(Beginning of Data to examine)

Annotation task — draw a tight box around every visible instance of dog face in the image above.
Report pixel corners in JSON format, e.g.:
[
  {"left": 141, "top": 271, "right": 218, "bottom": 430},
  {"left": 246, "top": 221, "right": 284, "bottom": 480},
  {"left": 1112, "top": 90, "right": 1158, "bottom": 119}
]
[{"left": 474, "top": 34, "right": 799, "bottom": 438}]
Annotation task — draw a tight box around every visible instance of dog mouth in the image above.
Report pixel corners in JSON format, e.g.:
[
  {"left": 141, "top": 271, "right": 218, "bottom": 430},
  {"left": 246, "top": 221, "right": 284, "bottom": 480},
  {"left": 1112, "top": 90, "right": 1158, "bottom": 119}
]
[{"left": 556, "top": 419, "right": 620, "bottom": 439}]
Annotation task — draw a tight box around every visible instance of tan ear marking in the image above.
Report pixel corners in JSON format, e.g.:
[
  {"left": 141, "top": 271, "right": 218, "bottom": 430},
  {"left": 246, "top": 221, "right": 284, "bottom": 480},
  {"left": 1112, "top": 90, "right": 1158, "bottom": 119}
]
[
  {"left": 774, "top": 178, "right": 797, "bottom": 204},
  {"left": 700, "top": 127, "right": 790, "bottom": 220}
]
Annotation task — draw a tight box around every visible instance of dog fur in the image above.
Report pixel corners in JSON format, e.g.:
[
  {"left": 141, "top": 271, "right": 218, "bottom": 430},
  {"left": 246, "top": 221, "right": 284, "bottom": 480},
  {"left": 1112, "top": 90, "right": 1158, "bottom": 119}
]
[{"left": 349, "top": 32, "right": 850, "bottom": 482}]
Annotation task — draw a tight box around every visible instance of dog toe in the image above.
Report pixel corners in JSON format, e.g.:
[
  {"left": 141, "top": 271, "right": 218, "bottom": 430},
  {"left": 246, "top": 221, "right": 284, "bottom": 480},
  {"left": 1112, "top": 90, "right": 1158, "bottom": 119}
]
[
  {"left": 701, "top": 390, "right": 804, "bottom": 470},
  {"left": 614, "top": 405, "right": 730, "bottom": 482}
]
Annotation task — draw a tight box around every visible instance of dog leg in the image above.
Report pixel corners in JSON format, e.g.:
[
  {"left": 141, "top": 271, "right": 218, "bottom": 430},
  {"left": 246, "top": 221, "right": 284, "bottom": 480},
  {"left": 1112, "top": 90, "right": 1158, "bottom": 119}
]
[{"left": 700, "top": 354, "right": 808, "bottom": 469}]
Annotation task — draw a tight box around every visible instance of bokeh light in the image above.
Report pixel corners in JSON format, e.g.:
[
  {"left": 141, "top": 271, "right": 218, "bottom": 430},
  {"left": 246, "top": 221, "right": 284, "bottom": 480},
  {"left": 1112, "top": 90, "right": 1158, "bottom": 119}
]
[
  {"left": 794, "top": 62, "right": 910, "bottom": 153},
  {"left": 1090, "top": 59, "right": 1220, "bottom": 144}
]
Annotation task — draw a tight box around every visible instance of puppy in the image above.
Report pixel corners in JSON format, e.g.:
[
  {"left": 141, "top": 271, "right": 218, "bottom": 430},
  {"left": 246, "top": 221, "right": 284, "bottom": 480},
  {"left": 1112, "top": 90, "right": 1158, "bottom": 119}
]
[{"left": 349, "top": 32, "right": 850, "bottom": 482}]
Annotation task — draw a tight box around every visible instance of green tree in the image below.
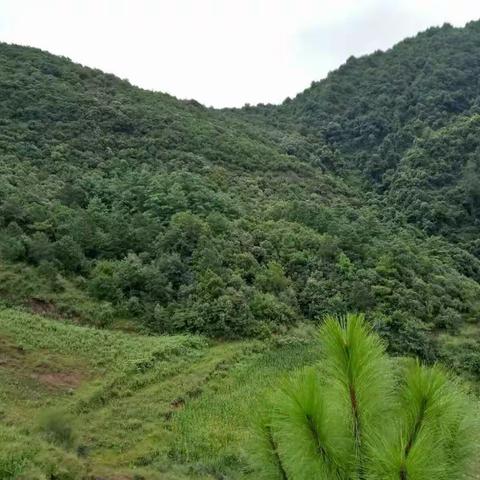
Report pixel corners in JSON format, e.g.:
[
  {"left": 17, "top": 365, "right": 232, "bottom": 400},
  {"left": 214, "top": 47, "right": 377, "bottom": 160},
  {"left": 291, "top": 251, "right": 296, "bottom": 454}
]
[
  {"left": 53, "top": 235, "right": 85, "bottom": 271},
  {"left": 252, "top": 314, "right": 478, "bottom": 479}
]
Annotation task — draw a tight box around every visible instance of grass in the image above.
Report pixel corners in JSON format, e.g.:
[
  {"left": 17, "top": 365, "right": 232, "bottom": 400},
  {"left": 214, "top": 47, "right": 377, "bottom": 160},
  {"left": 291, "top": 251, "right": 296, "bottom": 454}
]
[
  {"left": 1, "top": 305, "right": 478, "bottom": 479},
  {"left": 0, "top": 260, "right": 138, "bottom": 330},
  {"left": 0, "top": 306, "right": 322, "bottom": 479},
  {"left": 169, "top": 339, "right": 320, "bottom": 478}
]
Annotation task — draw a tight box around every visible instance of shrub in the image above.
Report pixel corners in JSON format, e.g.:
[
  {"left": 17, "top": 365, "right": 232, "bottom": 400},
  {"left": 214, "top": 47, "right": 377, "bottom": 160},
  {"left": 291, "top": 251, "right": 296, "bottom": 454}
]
[
  {"left": 38, "top": 409, "right": 76, "bottom": 449},
  {"left": 0, "top": 423, "right": 84, "bottom": 479}
]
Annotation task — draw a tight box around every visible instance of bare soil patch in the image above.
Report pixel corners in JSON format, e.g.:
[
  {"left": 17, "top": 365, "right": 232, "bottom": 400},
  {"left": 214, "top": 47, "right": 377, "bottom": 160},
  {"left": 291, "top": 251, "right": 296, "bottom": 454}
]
[
  {"left": 34, "top": 371, "right": 85, "bottom": 389},
  {"left": 0, "top": 335, "right": 88, "bottom": 391}
]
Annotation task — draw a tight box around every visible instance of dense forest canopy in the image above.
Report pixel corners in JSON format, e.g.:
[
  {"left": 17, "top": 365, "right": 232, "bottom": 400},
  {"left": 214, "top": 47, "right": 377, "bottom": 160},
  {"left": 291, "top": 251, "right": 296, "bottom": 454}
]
[{"left": 1, "top": 21, "right": 480, "bottom": 377}]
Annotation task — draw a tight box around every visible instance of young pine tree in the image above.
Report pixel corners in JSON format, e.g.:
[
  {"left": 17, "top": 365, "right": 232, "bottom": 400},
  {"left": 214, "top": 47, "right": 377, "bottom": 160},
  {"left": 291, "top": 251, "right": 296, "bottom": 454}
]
[{"left": 252, "top": 314, "right": 479, "bottom": 480}]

(End of Data to examine)

▸ Assignment:
Excluding the pictures, reproduce every entry exactly as given.

▸ Exercise result:
Annotation task — draw a tight box around every visible instance of dog face in the image above.
Report pixel corners in JSON format, e.g.:
[
  {"left": 141, "top": 271, "right": 218, "bottom": 430},
  {"left": 246, "top": 221, "right": 284, "bottom": 480},
  {"left": 1112, "top": 90, "right": 1158, "bottom": 119}
]
[{"left": 474, "top": 34, "right": 799, "bottom": 438}]
Annotation task — draw a tight box around every visible instance of dog mouth in the image above.
Report pixel corners in JSON format, e.g.:
[
  {"left": 141, "top": 271, "right": 218, "bottom": 430},
  {"left": 246, "top": 221, "right": 284, "bottom": 480},
  {"left": 1112, "top": 90, "right": 1158, "bottom": 119}
]
[{"left": 556, "top": 419, "right": 620, "bottom": 439}]
Annotation task — draw a tight box around every visible instance of tan ear marking in the image above.
Report pixel corners in JSON format, e.g.:
[
  {"left": 141, "top": 271, "right": 218, "bottom": 430},
  {"left": 246, "top": 221, "right": 284, "bottom": 480},
  {"left": 1112, "top": 90, "right": 1158, "bottom": 119}
]
[
  {"left": 774, "top": 178, "right": 797, "bottom": 204},
  {"left": 700, "top": 127, "right": 790, "bottom": 220}
]
Annotation task — draw a tight box around every visible instance of dog fur in the image above.
Report pixel corners in JSON format, e.g.:
[
  {"left": 141, "top": 271, "right": 218, "bottom": 430},
  {"left": 246, "top": 221, "right": 284, "bottom": 480},
  {"left": 1112, "top": 90, "right": 1158, "bottom": 119}
]
[{"left": 349, "top": 32, "right": 850, "bottom": 482}]
Annotation task — draw a tight box around every visible instance of dog toe in the image above.
Report pixel corners in JSON format, e.g.:
[
  {"left": 141, "top": 271, "right": 218, "bottom": 430},
  {"left": 246, "top": 221, "right": 284, "bottom": 480},
  {"left": 1112, "top": 90, "right": 1158, "bottom": 119}
]
[
  {"left": 701, "top": 390, "right": 804, "bottom": 470},
  {"left": 614, "top": 405, "right": 730, "bottom": 482}
]
Annotation task — draw a tight box around every visible instance of dog leg in the image above.
Report pixel corners in JSON format, e.g.:
[
  {"left": 141, "top": 271, "right": 218, "bottom": 430},
  {"left": 246, "top": 221, "right": 284, "bottom": 480},
  {"left": 1112, "top": 90, "right": 1158, "bottom": 119}
]
[{"left": 700, "top": 354, "right": 808, "bottom": 469}]
Annotation task — draw a tight box around every visible instance of bokeh light in the image above.
Report pixel corners in JSON format, e.g.:
[
  {"left": 141, "top": 271, "right": 218, "bottom": 430},
  {"left": 246, "top": 221, "right": 284, "bottom": 480},
  {"left": 1112, "top": 90, "right": 1158, "bottom": 119}
]
[
  {"left": 794, "top": 62, "right": 910, "bottom": 153},
  {"left": 1090, "top": 59, "right": 1220, "bottom": 144}
]
Annotation task — draw a tight box around every visible instance of puppy in the image above.
Report pixel corners in JSON format, e.g.:
[
  {"left": 141, "top": 271, "right": 218, "bottom": 430},
  {"left": 246, "top": 221, "right": 284, "bottom": 480},
  {"left": 1112, "top": 90, "right": 1158, "bottom": 119}
]
[{"left": 349, "top": 32, "right": 850, "bottom": 482}]
Annotation task — draw a tight box around every visible instance of green tree in the image below.
Report pixel corners in JSON format, e.g.:
[
  {"left": 17, "top": 365, "right": 232, "bottom": 400},
  {"left": 214, "top": 47, "right": 377, "bottom": 160},
  {"left": 291, "top": 251, "right": 296, "bottom": 454}
]
[
  {"left": 53, "top": 235, "right": 85, "bottom": 271},
  {"left": 252, "top": 314, "right": 478, "bottom": 479}
]
Annotation task — draw a tight box around every visible instance of grass in the image above.
Report pixel corners in JSON format, e.g.:
[
  {"left": 17, "top": 365, "right": 232, "bottom": 400},
  {"left": 214, "top": 47, "right": 377, "bottom": 160},
  {"left": 291, "top": 251, "right": 296, "bottom": 454}
]
[
  {"left": 1, "top": 305, "right": 478, "bottom": 479},
  {"left": 0, "top": 260, "right": 138, "bottom": 330},
  {"left": 0, "top": 306, "right": 322, "bottom": 479},
  {"left": 169, "top": 339, "right": 320, "bottom": 478}
]
Annotation task — draw a tight box around every visible instance of shrub in the image above.
Report pixel corners in JSON format, e.g.:
[
  {"left": 17, "top": 365, "right": 232, "bottom": 400},
  {"left": 214, "top": 47, "right": 377, "bottom": 160},
  {"left": 291, "top": 251, "right": 296, "bottom": 454}
]
[
  {"left": 38, "top": 409, "right": 76, "bottom": 449},
  {"left": 0, "top": 423, "right": 84, "bottom": 479}
]
Annotation task — draw a tight box around every visible instance of bare soil patch in the image above.
Report pixel corners in JSON format, e.g.:
[
  {"left": 17, "top": 365, "right": 232, "bottom": 400},
  {"left": 214, "top": 47, "right": 377, "bottom": 160},
  {"left": 291, "top": 251, "right": 296, "bottom": 454}
]
[
  {"left": 34, "top": 371, "right": 85, "bottom": 389},
  {"left": 0, "top": 335, "right": 88, "bottom": 391}
]
Annotation task — draw a tight box around every visible instance of dense forest canopy in the image above.
Report pixel corners in JSON format, e.g.:
[
  {"left": 17, "top": 365, "right": 232, "bottom": 400},
  {"left": 214, "top": 47, "right": 377, "bottom": 160},
  {"left": 291, "top": 251, "right": 296, "bottom": 454}
]
[{"left": 1, "top": 21, "right": 480, "bottom": 377}]
Annotation task — draw a tight box around every visible instance of young pine tree in the image above.
Report pixel corners in JSON format, e.g.:
[
  {"left": 17, "top": 365, "right": 232, "bottom": 400},
  {"left": 214, "top": 47, "right": 377, "bottom": 160},
  {"left": 291, "top": 251, "right": 296, "bottom": 454}
]
[{"left": 252, "top": 314, "right": 479, "bottom": 480}]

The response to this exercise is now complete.